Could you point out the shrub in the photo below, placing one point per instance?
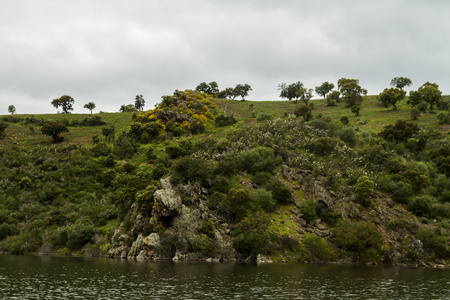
(158, 171)
(197, 127)
(363, 190)
(223, 120)
(361, 238)
(280, 192)
(251, 236)
(264, 200)
(264, 117)
(316, 248)
(421, 205)
(189, 169)
(8, 230)
(260, 159)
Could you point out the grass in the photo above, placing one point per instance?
(30, 135)
(373, 117)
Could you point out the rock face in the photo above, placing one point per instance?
(167, 201)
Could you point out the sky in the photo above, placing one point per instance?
(107, 52)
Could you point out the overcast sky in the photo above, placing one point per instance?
(110, 51)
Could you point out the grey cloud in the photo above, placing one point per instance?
(108, 52)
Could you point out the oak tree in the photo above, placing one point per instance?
(65, 102)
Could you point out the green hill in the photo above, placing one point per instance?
(203, 178)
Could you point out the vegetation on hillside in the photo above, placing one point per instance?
(295, 181)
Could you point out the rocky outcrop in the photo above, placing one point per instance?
(167, 201)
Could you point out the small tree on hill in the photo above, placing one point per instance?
(401, 131)
(324, 89)
(242, 90)
(428, 92)
(65, 102)
(90, 106)
(54, 129)
(211, 88)
(391, 96)
(3, 126)
(139, 102)
(304, 95)
(401, 82)
(290, 91)
(351, 91)
(12, 109)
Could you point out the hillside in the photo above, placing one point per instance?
(204, 178)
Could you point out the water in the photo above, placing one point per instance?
(34, 277)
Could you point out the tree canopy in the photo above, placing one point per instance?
(290, 91)
(324, 89)
(211, 88)
(428, 92)
(391, 96)
(90, 106)
(351, 91)
(12, 109)
(65, 102)
(139, 102)
(401, 131)
(401, 82)
(54, 129)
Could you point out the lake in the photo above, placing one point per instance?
(38, 277)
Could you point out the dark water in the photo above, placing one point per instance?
(33, 277)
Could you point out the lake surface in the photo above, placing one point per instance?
(36, 277)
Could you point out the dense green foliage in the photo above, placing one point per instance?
(360, 195)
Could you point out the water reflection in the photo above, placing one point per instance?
(31, 277)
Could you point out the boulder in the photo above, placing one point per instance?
(167, 201)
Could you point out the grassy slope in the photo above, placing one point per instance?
(23, 135)
(372, 119)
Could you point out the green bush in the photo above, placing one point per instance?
(8, 230)
(264, 200)
(280, 192)
(223, 120)
(189, 169)
(360, 237)
(421, 205)
(260, 159)
(251, 236)
(317, 249)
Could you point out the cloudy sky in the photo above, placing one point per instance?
(107, 52)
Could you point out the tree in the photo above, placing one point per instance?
(324, 89)
(290, 91)
(3, 126)
(401, 131)
(54, 129)
(66, 103)
(351, 91)
(139, 102)
(303, 111)
(12, 109)
(401, 82)
(90, 106)
(211, 88)
(304, 95)
(333, 97)
(391, 96)
(428, 92)
(242, 90)
(227, 93)
(127, 108)
(355, 109)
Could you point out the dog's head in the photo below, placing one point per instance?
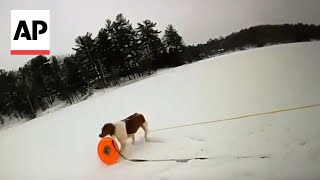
(107, 129)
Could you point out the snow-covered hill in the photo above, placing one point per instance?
(62, 144)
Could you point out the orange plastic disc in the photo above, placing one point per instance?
(108, 150)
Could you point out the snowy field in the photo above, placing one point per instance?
(61, 145)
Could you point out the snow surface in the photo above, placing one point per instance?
(62, 144)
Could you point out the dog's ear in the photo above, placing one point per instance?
(107, 129)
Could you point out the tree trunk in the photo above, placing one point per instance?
(34, 115)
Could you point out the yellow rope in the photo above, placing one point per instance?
(240, 117)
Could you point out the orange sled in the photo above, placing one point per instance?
(108, 151)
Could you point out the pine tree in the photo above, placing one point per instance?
(174, 47)
(150, 43)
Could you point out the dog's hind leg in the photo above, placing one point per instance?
(146, 130)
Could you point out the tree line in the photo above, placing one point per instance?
(118, 52)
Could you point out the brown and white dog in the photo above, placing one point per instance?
(126, 129)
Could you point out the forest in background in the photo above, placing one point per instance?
(118, 52)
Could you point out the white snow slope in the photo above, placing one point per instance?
(62, 145)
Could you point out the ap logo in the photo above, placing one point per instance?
(30, 32)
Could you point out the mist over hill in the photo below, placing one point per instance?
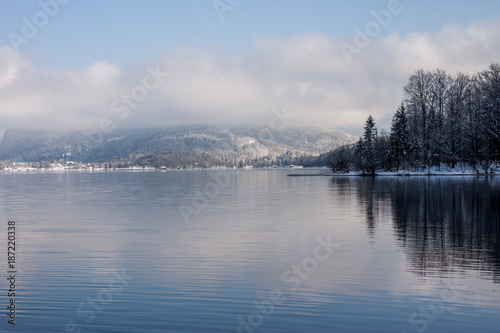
(209, 145)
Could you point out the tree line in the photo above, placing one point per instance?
(443, 121)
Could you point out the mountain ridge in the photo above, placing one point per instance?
(228, 145)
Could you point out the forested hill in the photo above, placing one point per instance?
(208, 145)
(444, 121)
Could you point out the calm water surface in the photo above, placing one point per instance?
(251, 251)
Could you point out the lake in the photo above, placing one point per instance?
(251, 251)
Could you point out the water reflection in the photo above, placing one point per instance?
(445, 224)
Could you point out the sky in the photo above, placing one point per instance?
(87, 64)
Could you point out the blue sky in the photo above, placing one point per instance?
(123, 32)
(271, 51)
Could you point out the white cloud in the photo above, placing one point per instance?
(307, 73)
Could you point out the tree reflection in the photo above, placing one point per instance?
(444, 223)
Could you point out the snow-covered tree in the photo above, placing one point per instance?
(400, 142)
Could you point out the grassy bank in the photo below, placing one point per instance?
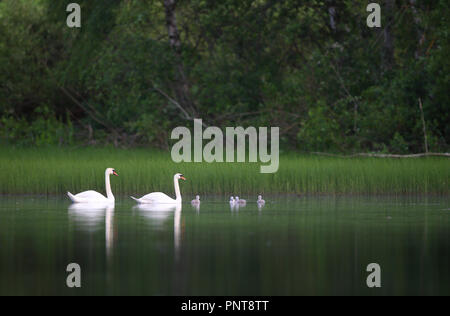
(56, 171)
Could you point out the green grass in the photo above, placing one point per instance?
(56, 171)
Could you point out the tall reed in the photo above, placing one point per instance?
(56, 171)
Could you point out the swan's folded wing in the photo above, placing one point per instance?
(156, 197)
(90, 195)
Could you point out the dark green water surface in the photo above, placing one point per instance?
(292, 246)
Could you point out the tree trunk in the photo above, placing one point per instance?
(388, 45)
(181, 85)
(418, 23)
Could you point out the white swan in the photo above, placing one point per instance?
(240, 201)
(260, 200)
(95, 197)
(161, 198)
(196, 201)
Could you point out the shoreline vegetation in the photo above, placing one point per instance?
(54, 171)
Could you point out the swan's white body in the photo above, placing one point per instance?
(240, 202)
(161, 198)
(93, 197)
(260, 201)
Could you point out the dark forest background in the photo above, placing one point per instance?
(137, 69)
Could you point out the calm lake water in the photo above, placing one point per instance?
(292, 246)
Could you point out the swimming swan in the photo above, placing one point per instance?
(239, 201)
(260, 200)
(161, 198)
(95, 197)
(196, 201)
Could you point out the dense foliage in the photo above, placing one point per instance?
(313, 68)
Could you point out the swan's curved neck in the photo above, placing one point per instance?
(109, 194)
(177, 190)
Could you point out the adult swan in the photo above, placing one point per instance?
(95, 197)
(161, 198)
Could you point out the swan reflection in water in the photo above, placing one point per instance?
(159, 214)
(89, 217)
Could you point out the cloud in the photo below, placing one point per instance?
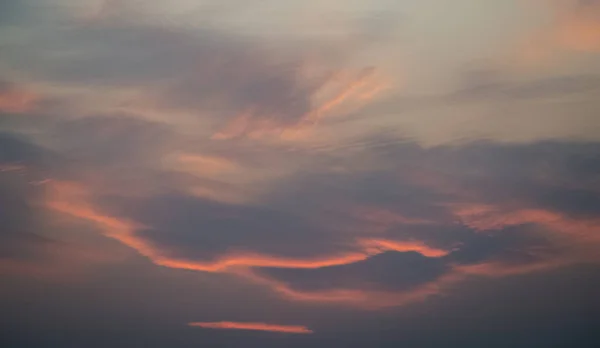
(230, 325)
(15, 100)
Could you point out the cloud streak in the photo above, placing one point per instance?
(253, 326)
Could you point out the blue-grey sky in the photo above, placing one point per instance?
(299, 173)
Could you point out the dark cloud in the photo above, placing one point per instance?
(197, 229)
(204, 72)
(392, 271)
(21, 217)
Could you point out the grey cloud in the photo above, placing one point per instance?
(392, 271)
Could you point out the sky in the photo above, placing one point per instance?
(333, 173)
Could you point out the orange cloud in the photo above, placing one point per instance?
(375, 245)
(333, 93)
(486, 217)
(74, 200)
(233, 325)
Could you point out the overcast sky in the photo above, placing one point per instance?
(332, 173)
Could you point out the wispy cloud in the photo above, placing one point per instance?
(232, 325)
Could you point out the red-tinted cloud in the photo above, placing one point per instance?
(232, 325)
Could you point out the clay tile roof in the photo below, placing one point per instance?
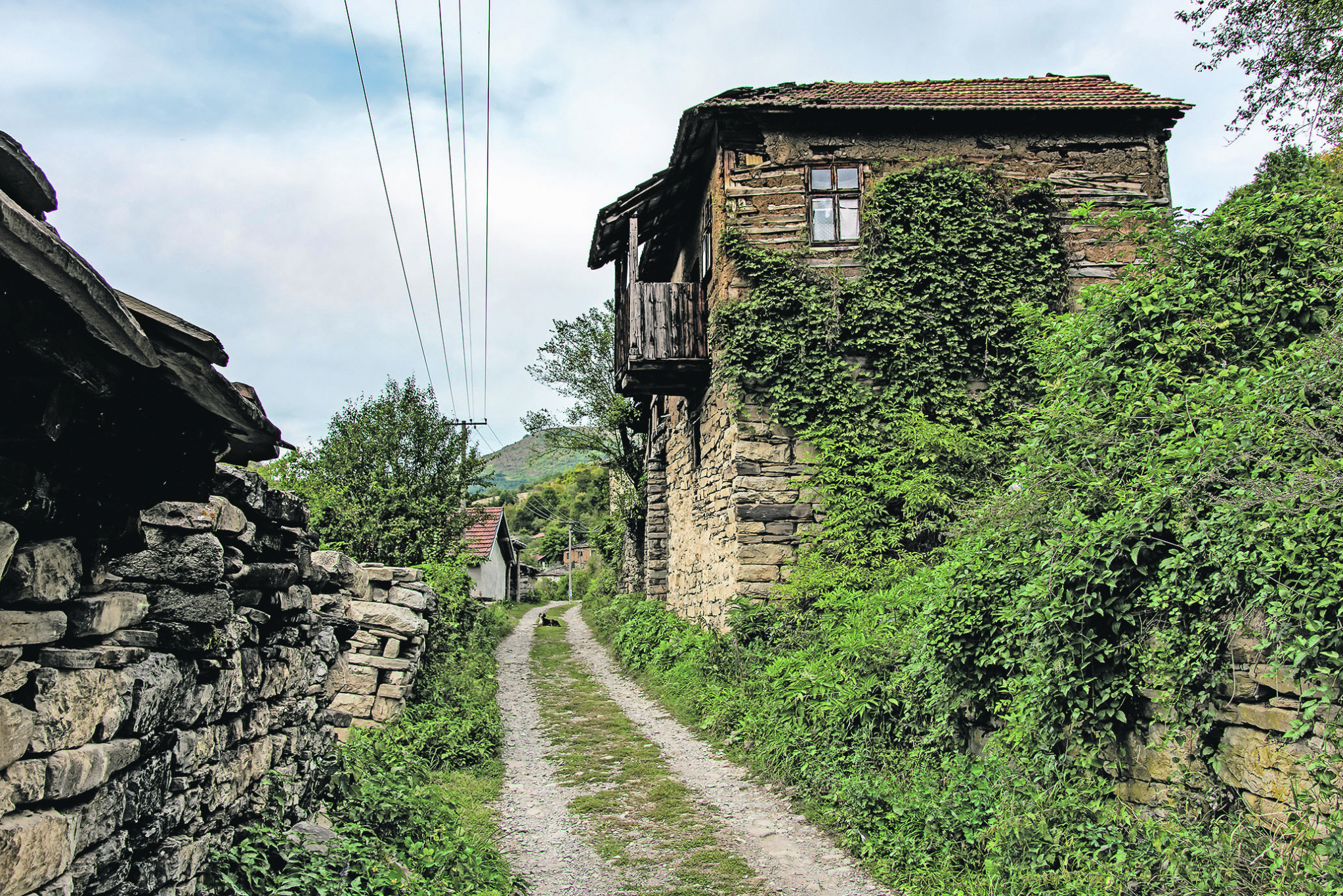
(1050, 92)
(480, 538)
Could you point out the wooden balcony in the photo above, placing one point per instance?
(661, 347)
(661, 333)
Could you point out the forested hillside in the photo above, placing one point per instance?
(526, 461)
(542, 513)
(1012, 580)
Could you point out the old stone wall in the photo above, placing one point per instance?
(727, 499)
(376, 672)
(158, 694)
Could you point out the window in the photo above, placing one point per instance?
(834, 203)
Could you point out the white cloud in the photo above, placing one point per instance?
(215, 159)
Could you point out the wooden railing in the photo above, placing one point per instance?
(661, 335)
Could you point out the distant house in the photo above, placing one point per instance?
(494, 567)
(578, 555)
(790, 168)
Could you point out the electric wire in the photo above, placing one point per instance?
(466, 205)
(452, 191)
(419, 177)
(387, 194)
(485, 362)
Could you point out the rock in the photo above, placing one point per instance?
(377, 662)
(43, 572)
(407, 598)
(132, 639)
(9, 539)
(68, 658)
(35, 847)
(343, 571)
(377, 574)
(15, 731)
(72, 704)
(182, 515)
(75, 771)
(192, 561)
(285, 507)
(15, 676)
(387, 616)
(105, 613)
(32, 626)
(268, 576)
(101, 816)
(244, 488)
(228, 519)
(1259, 715)
(358, 706)
(359, 680)
(769, 512)
(28, 779)
(297, 597)
(386, 710)
(178, 605)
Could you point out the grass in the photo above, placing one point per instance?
(664, 842)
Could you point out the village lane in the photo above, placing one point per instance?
(538, 833)
(605, 793)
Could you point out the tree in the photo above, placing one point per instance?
(579, 363)
(1292, 50)
(387, 480)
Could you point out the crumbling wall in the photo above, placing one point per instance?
(155, 699)
(376, 672)
(727, 499)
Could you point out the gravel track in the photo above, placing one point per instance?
(536, 830)
(792, 855)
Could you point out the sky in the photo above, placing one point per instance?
(215, 159)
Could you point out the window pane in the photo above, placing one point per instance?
(848, 219)
(822, 219)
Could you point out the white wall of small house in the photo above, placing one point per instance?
(490, 576)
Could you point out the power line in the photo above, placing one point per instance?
(466, 203)
(485, 363)
(387, 194)
(452, 190)
(419, 177)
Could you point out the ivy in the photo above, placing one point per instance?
(901, 378)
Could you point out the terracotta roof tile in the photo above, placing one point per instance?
(480, 538)
(1050, 92)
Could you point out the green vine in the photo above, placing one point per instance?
(904, 377)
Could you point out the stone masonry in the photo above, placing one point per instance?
(156, 699)
(728, 504)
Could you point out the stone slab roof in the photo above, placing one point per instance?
(1050, 92)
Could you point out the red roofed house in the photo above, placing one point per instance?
(493, 566)
(787, 167)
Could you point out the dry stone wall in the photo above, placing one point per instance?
(727, 499)
(158, 695)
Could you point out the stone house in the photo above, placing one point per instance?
(787, 167)
(494, 565)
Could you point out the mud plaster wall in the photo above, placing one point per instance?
(148, 695)
(725, 517)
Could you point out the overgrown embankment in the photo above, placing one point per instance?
(407, 803)
(1038, 532)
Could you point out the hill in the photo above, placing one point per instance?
(524, 461)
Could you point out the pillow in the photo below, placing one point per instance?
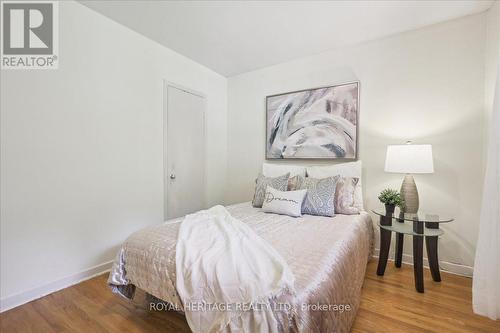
(320, 196)
(275, 170)
(261, 183)
(295, 182)
(351, 169)
(344, 196)
(284, 202)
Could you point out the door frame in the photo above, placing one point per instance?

» Given request: Reproduce the stretch of entries above that begins with the line containing "Could you point out the mud" and continues through the final entry, keeping each request in place and offsetting every number in the point coordinates by adding 92. Leave the pictures out of your answer.

» Result of the exercise:
Could you point out the mud plaster wall in the photo above, placing one point per instance?
(240, 787)
(817, 609)
Could you point out the overgrown embankment in the photo above, placing one point per instance?
(499, 895)
(1130, 624)
Could you point out the hill in the photo above, placing one point per instance?
(616, 553)
Could you point out the pillow in the photo below, placing one point per instance?
(412, 288)
(367, 262)
(353, 275)
(387, 274)
(443, 261)
(436, 288)
(376, 294)
Could you point out the door frame in the photo above, placing one point per instance?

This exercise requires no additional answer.